== Task item ==
Without any images, write the data out exactly as it appears.

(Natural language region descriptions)
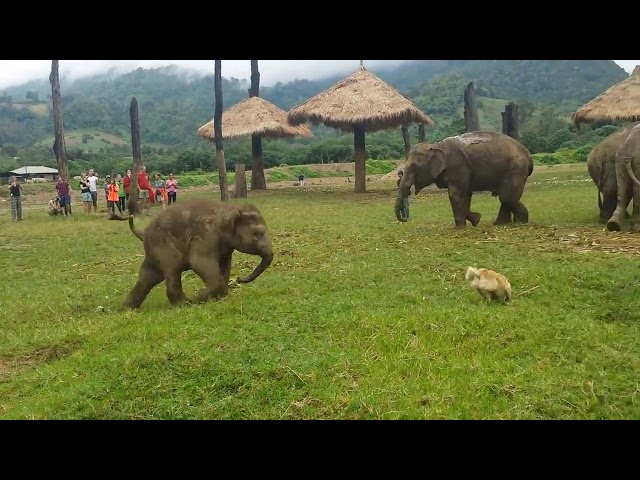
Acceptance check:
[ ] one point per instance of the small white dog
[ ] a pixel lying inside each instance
(491, 285)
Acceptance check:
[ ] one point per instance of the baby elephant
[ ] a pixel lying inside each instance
(198, 235)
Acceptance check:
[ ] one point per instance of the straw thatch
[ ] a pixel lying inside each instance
(619, 102)
(255, 116)
(360, 99)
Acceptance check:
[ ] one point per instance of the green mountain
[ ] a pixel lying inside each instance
(175, 102)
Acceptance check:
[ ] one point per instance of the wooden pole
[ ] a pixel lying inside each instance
(421, 135)
(407, 142)
(241, 181)
(510, 121)
(59, 147)
(217, 129)
(471, 109)
(360, 158)
(134, 201)
(258, 180)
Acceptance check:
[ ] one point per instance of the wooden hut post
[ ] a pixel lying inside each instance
(421, 135)
(241, 181)
(360, 158)
(510, 121)
(217, 128)
(407, 142)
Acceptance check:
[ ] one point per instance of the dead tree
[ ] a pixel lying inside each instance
(59, 146)
(471, 109)
(217, 131)
(258, 181)
(241, 181)
(510, 121)
(134, 202)
(407, 142)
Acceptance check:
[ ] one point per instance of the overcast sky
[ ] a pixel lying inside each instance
(15, 72)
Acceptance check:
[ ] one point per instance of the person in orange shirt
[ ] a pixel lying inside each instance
(113, 198)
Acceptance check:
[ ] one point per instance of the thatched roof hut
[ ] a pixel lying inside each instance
(255, 117)
(360, 103)
(361, 99)
(619, 102)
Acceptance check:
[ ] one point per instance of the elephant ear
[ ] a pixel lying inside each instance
(437, 161)
(246, 215)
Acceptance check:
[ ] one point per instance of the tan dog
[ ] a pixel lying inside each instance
(491, 285)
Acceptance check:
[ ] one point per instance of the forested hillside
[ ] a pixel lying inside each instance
(175, 102)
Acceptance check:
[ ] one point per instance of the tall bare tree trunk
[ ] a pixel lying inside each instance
(407, 142)
(471, 109)
(59, 146)
(241, 181)
(217, 131)
(258, 181)
(510, 121)
(360, 158)
(134, 198)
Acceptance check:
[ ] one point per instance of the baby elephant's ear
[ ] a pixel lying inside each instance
(246, 215)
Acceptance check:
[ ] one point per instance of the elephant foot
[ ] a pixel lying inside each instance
(614, 226)
(474, 218)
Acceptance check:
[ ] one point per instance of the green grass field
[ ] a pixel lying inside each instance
(98, 140)
(359, 317)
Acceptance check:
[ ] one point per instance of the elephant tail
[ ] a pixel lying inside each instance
(627, 164)
(137, 232)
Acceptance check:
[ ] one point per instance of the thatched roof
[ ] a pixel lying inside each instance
(361, 98)
(255, 116)
(619, 102)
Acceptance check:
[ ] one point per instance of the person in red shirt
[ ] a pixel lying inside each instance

== Your response ==
Acceptance check:
[ ] one point per instance of the small white dog
[ ] a pixel lying inside each instance
(491, 285)
Acceptance check:
[ ] one point per instance of the baby elephant
[ ] a pixel lying inside each instance
(198, 235)
Acceptance check:
[ ] one point per instance of the straw thatch
[ ] a pixel lying inside each instance
(619, 102)
(255, 116)
(360, 99)
Acceptance check:
[ ] one point per instance of the green mountain
[ ] a pixel lying inside each instance
(175, 102)
Acceptance check:
[ ] one point per instance of the wooden pole
[ ] a pixel lying inside each instance
(421, 135)
(407, 142)
(241, 181)
(510, 121)
(59, 147)
(217, 129)
(471, 109)
(360, 158)
(134, 201)
(258, 180)
Acceptance check:
[ ] one point per instance of the wooden hut post
[ ] a pixel lying inside each instance
(421, 135)
(241, 181)
(360, 158)
(510, 121)
(217, 128)
(407, 142)
Acceptance check:
[ ] one point per instance of the dead tree
[ ] a pixel lying inside each instance
(59, 146)
(471, 109)
(217, 131)
(258, 181)
(241, 181)
(510, 121)
(134, 202)
(407, 142)
Acceptance check:
[ ] one point per instance of the overcast sky
[ ] a pixel lying inside each instance
(15, 72)
Acceptance check:
[ ] one point per instance of the person in orange shirt
[ ] a pixel lying inside each instance
(113, 198)
Acceptance check:
[ ] one point per instance of the thatched roof hut
[ ] a pixel lying inside each instance
(255, 117)
(360, 103)
(361, 99)
(619, 102)
Acceptance check:
[ ] one point per instance of the elephant ear
[ ] a pixel lying inside each instance
(437, 161)
(246, 215)
Acceptance check:
[ ] one point per instance of the tan dog
[ ] a pixel lying inside each instance
(491, 285)
Acceptance check:
[ ] one point per instance of the forested hillside
[ ] a pixel lying inside each instance
(175, 102)
Acceptance check:
[ ] one point per instance of the tall bare tree trunk
[ ] a pixel lying inside each instance
(407, 142)
(471, 109)
(59, 146)
(241, 181)
(217, 131)
(258, 181)
(510, 121)
(360, 158)
(134, 198)
Acceptance check:
[ ] one point per instance of the baby elephant's ear
[ ] a pixel lying inside each instance
(246, 215)
Acceptance check:
[ ] one point per instance of the elephant foot
[ ] a pixel lying inside each instance
(614, 226)
(474, 218)
Acceptance check:
[ ] one point per instance of the green grass field
[ ] a pixel lying inside each instance
(98, 140)
(359, 317)
Acceptance check:
[ ] one point per instance of the elephant tail
[ ] a pixel lying inside each instance
(627, 164)
(137, 232)
Acceptance check:
[ ] one point per instance of the thatched roof
[ ] a pixel lying inside each instance
(361, 98)
(255, 116)
(619, 102)
Acceptance check:
[ ] one point per instance of the person in red shirt
[ ] a pixel lying inside each instance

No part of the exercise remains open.